PROVIDED TEXT:
::::::::::

The Massachusetts congressman also chided conservatives as free market ideologues except when it comes to drugs. Conservatives, Frank said, fail to recognize that "the market is a powerful tool."

"Millions of free people with money who want something are very likely to get it," he said. "It is possible for a sophisticated society to protect people from other people. It is very hard in a free society to protect people from what they themselves determine to do to themselves."

Frank also challenged his hosts, a local affiliate of the American Civil Liberties Union, to examine their tactics and broaden their fight against the country's harsh drug policies.

"The Civil Liberties Union and others have been very good in stepping in and protecting people's rights, but collectively we have not done enough to change the climate that leads to the violation of those rights," he said.

"It is our sacred duty to vindicate the rights of individuals in judicial proceedings, but it is a very incomplete defense if we do not dedicate ourselves to change the political climate that led to the offense in the first place."

::::::::::

Referring expression pointing data:
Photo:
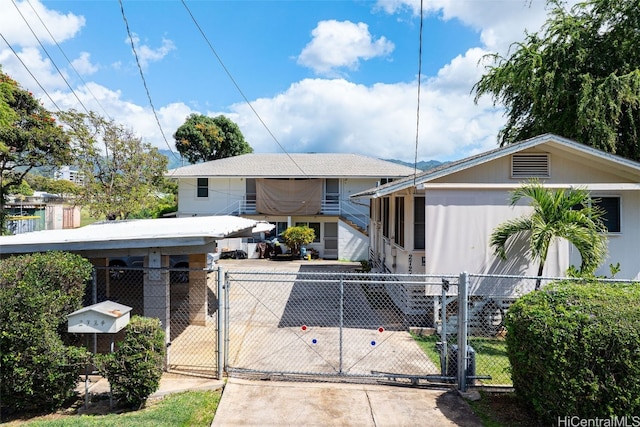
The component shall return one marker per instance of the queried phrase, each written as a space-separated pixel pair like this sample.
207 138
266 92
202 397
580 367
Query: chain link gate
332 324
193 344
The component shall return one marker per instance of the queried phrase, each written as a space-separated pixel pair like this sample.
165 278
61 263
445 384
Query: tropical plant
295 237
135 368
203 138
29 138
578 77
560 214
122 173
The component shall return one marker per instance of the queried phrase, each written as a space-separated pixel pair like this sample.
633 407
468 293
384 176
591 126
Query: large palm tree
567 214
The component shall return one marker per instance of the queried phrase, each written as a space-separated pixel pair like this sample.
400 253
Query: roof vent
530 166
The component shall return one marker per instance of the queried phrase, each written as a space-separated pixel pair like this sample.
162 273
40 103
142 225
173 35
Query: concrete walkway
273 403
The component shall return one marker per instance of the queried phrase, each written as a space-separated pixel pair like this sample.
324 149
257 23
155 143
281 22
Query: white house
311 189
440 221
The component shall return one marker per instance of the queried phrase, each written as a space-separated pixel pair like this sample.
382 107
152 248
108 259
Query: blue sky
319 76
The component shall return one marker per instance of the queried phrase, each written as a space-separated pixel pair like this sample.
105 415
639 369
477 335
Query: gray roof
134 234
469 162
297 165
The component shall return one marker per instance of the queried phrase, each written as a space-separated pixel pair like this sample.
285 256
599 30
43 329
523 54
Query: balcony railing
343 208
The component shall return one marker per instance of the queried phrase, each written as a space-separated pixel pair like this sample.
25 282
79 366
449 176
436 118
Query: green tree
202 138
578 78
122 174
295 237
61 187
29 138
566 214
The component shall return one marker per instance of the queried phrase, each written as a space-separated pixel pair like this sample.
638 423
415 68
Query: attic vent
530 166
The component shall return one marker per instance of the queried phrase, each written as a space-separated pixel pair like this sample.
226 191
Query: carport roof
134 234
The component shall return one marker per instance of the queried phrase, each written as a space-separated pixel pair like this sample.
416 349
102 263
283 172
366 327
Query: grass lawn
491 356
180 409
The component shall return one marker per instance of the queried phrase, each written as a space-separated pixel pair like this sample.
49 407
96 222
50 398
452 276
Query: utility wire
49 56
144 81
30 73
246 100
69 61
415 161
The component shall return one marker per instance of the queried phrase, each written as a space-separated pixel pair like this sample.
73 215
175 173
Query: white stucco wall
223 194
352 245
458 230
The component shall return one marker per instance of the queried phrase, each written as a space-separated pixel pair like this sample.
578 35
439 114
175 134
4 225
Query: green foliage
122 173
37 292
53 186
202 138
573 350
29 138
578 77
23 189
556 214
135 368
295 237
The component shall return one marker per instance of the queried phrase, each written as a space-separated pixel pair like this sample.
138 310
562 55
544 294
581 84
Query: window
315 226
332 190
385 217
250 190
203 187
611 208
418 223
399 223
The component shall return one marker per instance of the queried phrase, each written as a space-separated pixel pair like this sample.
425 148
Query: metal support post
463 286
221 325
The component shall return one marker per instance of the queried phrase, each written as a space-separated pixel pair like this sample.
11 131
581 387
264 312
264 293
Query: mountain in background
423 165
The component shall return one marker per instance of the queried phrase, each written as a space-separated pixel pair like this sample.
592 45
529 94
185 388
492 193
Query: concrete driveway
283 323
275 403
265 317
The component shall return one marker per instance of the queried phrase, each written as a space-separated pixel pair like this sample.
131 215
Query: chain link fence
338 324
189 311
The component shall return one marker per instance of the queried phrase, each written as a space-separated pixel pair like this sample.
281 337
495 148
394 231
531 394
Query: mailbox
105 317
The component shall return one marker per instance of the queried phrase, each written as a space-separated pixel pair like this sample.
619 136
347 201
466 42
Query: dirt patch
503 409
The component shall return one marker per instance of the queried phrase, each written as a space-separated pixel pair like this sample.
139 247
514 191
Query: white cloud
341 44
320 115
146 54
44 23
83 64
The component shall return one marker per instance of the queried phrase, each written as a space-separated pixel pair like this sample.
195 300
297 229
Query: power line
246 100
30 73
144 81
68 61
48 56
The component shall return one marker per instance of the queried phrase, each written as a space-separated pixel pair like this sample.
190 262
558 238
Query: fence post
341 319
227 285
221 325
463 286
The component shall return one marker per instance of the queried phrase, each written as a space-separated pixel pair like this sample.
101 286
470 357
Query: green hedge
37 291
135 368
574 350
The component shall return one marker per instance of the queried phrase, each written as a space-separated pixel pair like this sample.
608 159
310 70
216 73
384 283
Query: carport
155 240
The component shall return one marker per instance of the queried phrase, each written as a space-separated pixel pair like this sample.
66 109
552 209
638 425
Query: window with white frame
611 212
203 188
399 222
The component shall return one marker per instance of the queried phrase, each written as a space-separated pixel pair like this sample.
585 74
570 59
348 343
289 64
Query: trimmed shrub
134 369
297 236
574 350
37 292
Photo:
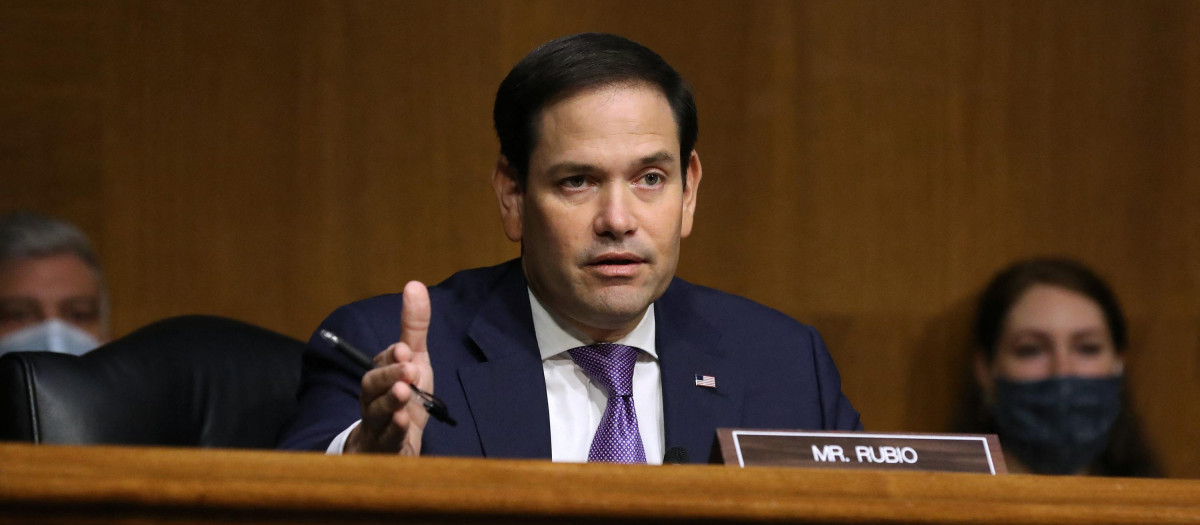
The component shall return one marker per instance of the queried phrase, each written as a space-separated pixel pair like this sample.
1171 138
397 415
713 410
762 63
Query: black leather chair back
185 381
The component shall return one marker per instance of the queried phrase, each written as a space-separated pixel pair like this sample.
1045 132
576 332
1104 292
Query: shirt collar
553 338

::::::::::

ACTION ITEM:
Reproduce the whole text about Frank's remarks on drug policy word for word. The records were taken from a separate source.

FINAL ANSWER:
The Massachusetts congressman also chided conservatives as free market ideologues except when it comes to drugs. Conservatives, Frank said, fail to recognize that "the market is a powerful tool."

"Millions of free people with money who want something are very likely to get it," he said. "It is possible for a sophisticated society to protect people from other people. It is very hard in a free society to protect people from what they themselves determine to do to themselves."

Frank also challenged his hosts, a local affiliate of the American Civil Liberties Union, to examine their tactics and broaden their fight against the country's harsh drug policies.

"The Civil Liberties Union and others have been very good in stepping in and protecting people's rights, but collectively we have not done enough to change the climate that leads to the violation of those rights," he said.

"It is our sacred duty to vindicate the rights of individuals in judicial proceedings, but it is a very incomplete defense if we do not dedicate ourselves to change the political climate that led to the offense in the first place."